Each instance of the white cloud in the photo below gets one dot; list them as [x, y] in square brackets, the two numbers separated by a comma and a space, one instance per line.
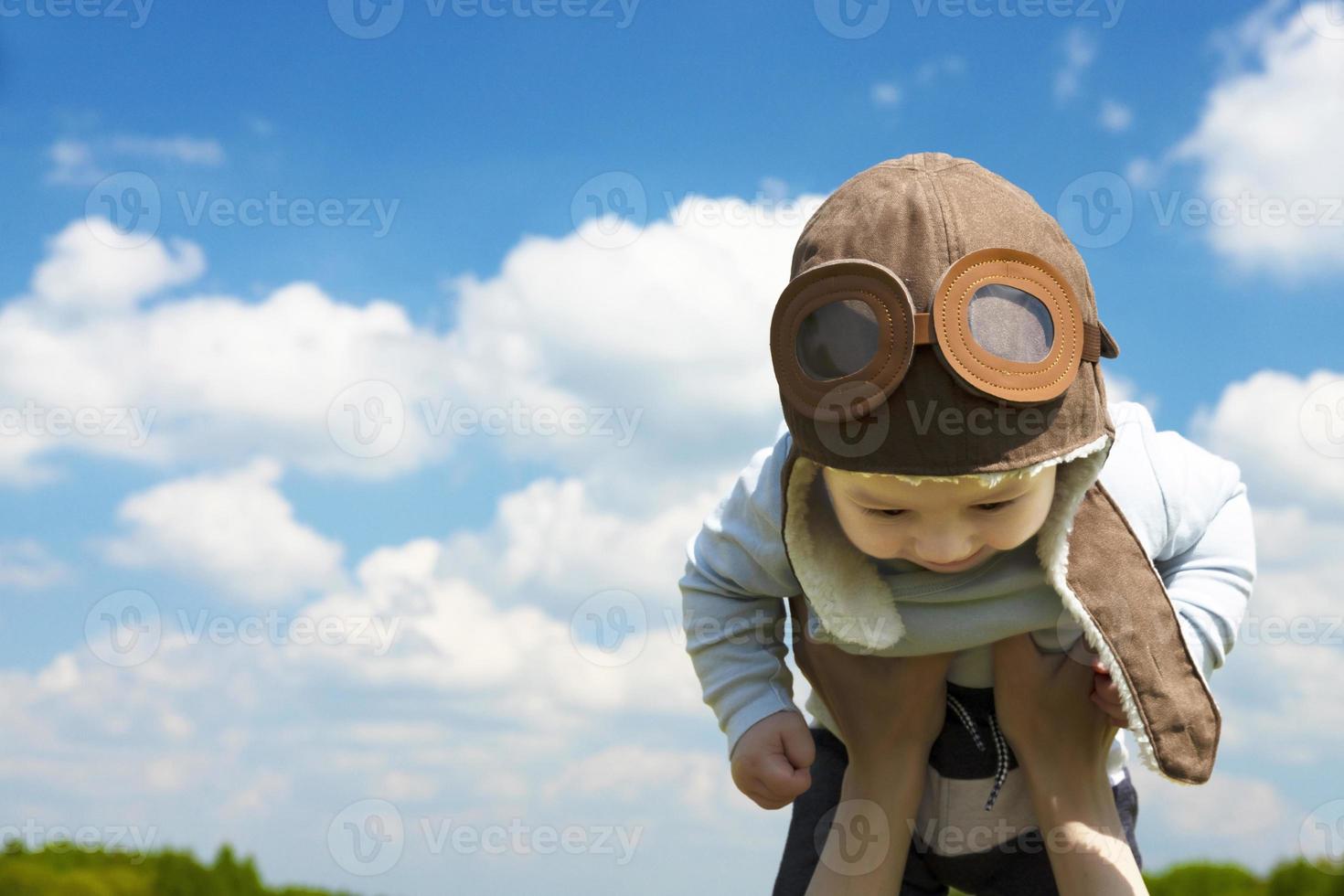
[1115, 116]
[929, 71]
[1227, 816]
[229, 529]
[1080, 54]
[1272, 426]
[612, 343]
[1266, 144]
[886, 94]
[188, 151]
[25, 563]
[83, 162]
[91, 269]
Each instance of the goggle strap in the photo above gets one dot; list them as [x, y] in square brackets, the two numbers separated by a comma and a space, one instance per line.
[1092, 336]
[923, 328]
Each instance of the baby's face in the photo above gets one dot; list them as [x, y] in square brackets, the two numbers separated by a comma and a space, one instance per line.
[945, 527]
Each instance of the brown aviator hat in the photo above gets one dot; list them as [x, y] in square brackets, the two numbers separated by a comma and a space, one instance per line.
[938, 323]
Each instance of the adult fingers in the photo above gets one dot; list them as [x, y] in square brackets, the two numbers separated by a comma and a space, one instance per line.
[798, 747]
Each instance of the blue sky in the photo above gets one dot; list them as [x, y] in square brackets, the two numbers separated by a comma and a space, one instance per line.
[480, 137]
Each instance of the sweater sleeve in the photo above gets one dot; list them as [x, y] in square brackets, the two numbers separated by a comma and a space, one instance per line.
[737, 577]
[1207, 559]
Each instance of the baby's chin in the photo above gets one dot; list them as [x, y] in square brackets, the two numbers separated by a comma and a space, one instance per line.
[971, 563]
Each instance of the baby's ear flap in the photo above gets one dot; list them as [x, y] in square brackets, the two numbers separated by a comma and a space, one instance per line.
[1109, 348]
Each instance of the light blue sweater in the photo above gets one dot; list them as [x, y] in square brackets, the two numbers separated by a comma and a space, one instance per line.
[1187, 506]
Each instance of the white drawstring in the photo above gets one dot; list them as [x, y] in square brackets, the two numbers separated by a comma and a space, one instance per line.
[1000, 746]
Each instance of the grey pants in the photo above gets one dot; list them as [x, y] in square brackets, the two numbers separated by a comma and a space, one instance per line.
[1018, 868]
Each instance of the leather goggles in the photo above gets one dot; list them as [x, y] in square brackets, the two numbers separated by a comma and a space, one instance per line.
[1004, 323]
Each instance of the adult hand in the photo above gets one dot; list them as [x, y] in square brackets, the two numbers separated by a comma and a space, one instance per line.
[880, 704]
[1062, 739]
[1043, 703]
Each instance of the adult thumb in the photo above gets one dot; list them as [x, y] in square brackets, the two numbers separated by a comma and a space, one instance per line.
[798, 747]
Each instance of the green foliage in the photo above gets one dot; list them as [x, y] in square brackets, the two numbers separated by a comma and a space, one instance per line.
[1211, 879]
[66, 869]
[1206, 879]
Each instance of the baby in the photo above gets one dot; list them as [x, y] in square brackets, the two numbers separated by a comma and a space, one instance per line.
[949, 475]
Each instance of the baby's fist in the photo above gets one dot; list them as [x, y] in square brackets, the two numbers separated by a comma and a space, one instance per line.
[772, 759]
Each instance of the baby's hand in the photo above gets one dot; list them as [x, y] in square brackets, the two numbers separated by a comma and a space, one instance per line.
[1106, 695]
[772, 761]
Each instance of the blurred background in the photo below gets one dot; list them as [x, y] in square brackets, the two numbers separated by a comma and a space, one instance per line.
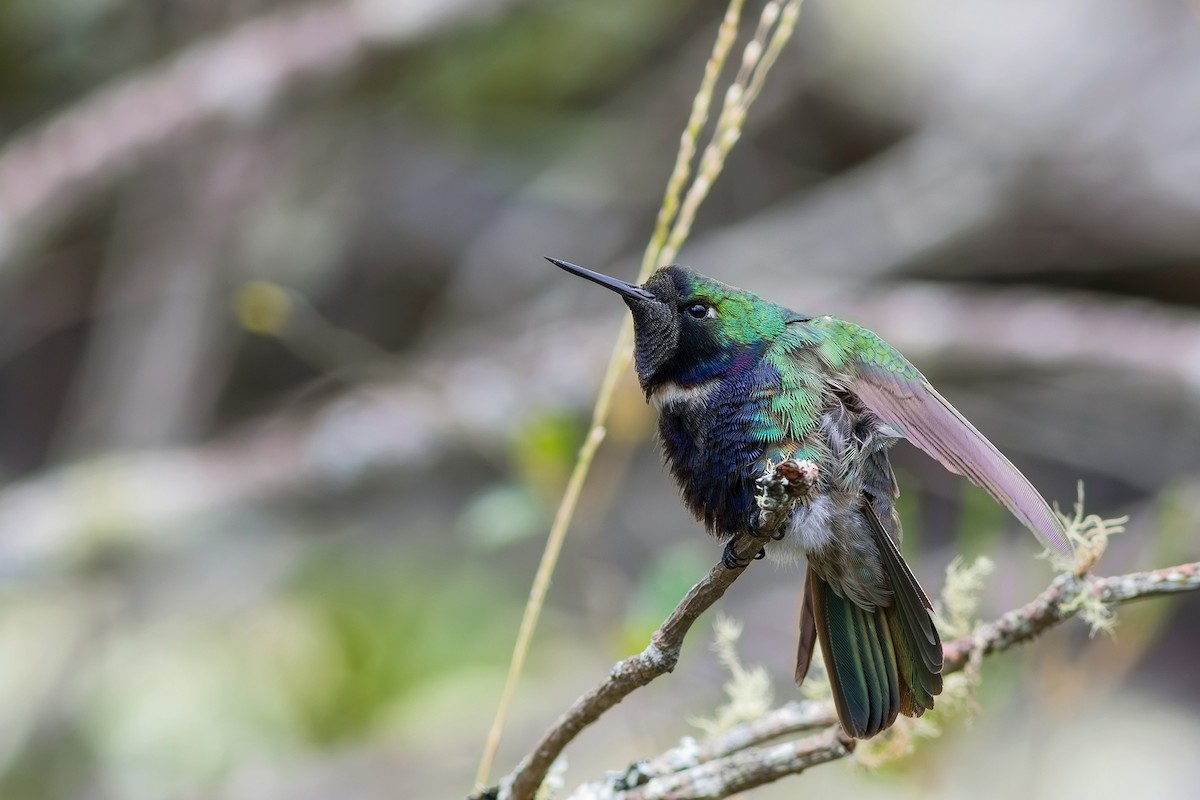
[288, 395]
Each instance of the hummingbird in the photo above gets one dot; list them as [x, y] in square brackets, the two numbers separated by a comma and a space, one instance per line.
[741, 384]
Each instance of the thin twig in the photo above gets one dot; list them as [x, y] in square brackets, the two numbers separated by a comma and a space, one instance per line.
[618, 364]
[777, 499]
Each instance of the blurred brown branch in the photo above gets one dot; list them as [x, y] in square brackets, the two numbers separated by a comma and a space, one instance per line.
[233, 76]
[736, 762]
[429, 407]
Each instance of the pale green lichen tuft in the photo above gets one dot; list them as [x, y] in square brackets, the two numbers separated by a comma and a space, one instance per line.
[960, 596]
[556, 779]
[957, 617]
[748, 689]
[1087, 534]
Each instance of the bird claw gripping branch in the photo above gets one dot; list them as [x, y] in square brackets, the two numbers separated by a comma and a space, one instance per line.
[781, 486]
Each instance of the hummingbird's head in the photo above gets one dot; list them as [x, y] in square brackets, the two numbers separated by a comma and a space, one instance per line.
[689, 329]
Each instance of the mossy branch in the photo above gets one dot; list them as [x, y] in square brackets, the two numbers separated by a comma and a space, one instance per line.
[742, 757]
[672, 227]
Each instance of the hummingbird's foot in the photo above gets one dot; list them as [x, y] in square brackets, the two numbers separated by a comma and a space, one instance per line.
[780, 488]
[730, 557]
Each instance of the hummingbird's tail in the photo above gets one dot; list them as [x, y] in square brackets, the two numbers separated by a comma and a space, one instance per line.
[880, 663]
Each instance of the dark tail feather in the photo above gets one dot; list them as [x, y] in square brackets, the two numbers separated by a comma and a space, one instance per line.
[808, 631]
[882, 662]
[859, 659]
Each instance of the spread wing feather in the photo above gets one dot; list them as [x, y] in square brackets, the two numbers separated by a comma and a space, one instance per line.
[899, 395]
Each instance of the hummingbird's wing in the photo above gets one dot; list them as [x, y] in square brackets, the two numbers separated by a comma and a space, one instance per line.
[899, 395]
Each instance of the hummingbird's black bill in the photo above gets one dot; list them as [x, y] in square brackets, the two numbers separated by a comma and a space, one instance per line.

::::

Exercise directions:
Restate every record above word for word, without images.

Answer to this exercise:
Each instance of the white cloud in the photo below gets one dot; list them as [x, y] in square brackets, the two numbers separated by a comma and a space, one instance per line.
[1115, 116]
[929, 71]
[1227, 816]
[229, 529]
[1080, 54]
[1272, 426]
[612, 343]
[1266, 144]
[886, 94]
[188, 151]
[25, 563]
[83, 162]
[91, 269]
Each instance of the goggle strap in the photo above gets one dot; list them as [x, y] in square brackets, the two numbers separated by a comma and a space, one instance per line.
[1092, 336]
[923, 328]
Each instance of the baby's face in the photo above gets one dot; list them as [x, y] in square brackets, the two numbers separated by a comma and a space, one instance per line.
[945, 527]
Each instance of the brown aviator hat in the photo above gets one dot; list them as [x, y] in square brackets, the two numbers separated by a comma and a space, one instance per line.
[938, 323]
Each instance of the adult fingers in the photo above gets one dot; list them as [x, y] in square brackets, the two numbers separated by a comma and a space, one instance per line.
[798, 747]
Each instance of the blue sky in the photo above gets one dot; list them as [x, y] in square brackets, the two numbers separated by a comma and a space, one instance per line.
[480, 137]
Each instance of the sweater sleeve in the photo above gets one dot; list them as [x, y] in square brackets, the two numbers separated by a comma and a space, one instance per line.
[737, 577]
[1207, 559]
Each instance of the baby's chin in the photo above gets one dot; list them as [x, y] in square brackets, the two numbers separated by a comma and a space, one instance per line.
[971, 563]
Each instance of the baby's ear flap in the photo above gets one dot; list them as [x, y] in square brackets, the two numbers separated by a comma and a space, one instance per line.
[1109, 348]
Each instance of the light blue sweater in the photo above gets one dot; list them as [x, y] in square brackets, the two numbers separated by a comma and a space, one instance per line.
[1187, 506]
Each instance of the white drawstring in the photo above gets one dot; list them as [x, y] in square brackets, the two numbers separated by a comma and a space, one instance per line.
[1000, 746]
Each instance of the grey pants in the photo above gets one dot; list them as [x, y] in square brackets, the two numbers separated by a comma and a space, one instance per line.
[1018, 868]
Each instance of the leather goggles in the photo above gets one dot; list them as [x, y] in square brackets, the two numbers separated by a comma and a space, one instance per line.
[1004, 323]
Each instance of the adult hand in the photo above gets one dot; list them as [x, y] in square brackets, the two numbers separated by a comma and a space, one instance per line.
[880, 704]
[1062, 739]
[1043, 703]
Each instance of the adult thumb in the photo above gets one dot; list them as [x, y] in square brackets, the two numbers separated by a comma and a space, one instance per line.
[798, 747]
Each instance of the green foliage in the photo above gets one dot; list them as [x, y] in square brackets, the two numbers separated by a comma and a space, one instance per line.
[1211, 879]
[66, 869]
[1206, 879]
Each instance of the baby in the photo above gets one dot; list them as [x, y] in square brackets, the two numbers separated by a comma and a space, one instance per line.
[949, 475]
Each instance of the baby's fist in the photo above gets one dot; list them as [x, y] in square brackets, the two numbers separated by a comma and a space, one instance per line.
[772, 759]
Each instance of the baby's hand in the photo above gets one dot; list them as [x, y] in square brackets, the two numbers separated by a comma and a space, one instance per line.
[1106, 695]
[772, 761]
Each instance of the blurred background in the photo below gets one dot; list them as [x, y] in square brackets, the two numbers separated by a comma and a space, one instance per line.
[288, 395]
Each instance of the hummingbird in the photo above gets one dot; list them as [x, y] in square brackets, the two numbers separated by a comma and a space, one instance per line.
[741, 384]
Each instance of the thin twig in the photo above gets one dot; list them as [x, y] in square brackets, the two numbers separated by a comma and a space, one instance per line.
[618, 364]
[777, 499]
Each instance of the blurred brown branch in the photo above gets one dot; list them as [x, y] in square brackets, the two numbers separated by a comma and a space, one instance per line.
[233, 76]
[736, 762]
[429, 407]
Each instance of the pale green lichen tuft in the photo above gets one dot; list them as [x, y] in square brackets, the two numbers separated by a comma and a space, one instance per line.
[960, 596]
[556, 779]
[957, 617]
[748, 689]
[1087, 534]
Each instance of the bird claw gripping branch in the photo above gets one dot; list them as [x, y] in square brackets, the two numbers separated by a comma and a space, one instance per line.
[781, 486]
Each instance of the hummingbird's head in the photo above gets one dot; list them as [x, y] in square brackets, the two numbers separated by a comma and a space, one instance per line.
[689, 329]
Each instance of the mossy branch in the photo above gets one dot; list them as [x, y] in square brackets, the two numbers separated by a comma and a space, one instance per line.
[742, 757]
[672, 227]
Each instance of the hummingbird's foot in the photo above gets one dot; list them as [x, y] in square brackets, the two numbers separated by a comma and a space, one instance per line.
[780, 488]
[730, 557]
Each instance of the hummingbird's tail in the photo above gets one dot; list them as [x, y] in square brackets, the two numbers separated by a comma and a space, one instance per line.
[880, 663]
Each instance of the dark tail feather in the photo above gets one dot; list them as [x, y] in square brackets, the two numbers separated by a comma and a space, one instance per line.
[808, 631]
[882, 662]
[859, 659]
Each instance of the spread wing feather in the photo above gets one dot; list them as [x, y] in square brackets, the two numbers separated by a comma and a space, one instance per line.
[899, 395]
Each instance of the hummingbird's wing in the photo above gets one dot; list them as [x, y] in square brackets, the two numbers separated by a comma and a space, one instance per line.
[899, 395]
Each instance of the hummingbird's black bill in the photo above gets one dot; list them as [x, y] in square brackets, the two numbers separated by a comma and a space, one instance per line.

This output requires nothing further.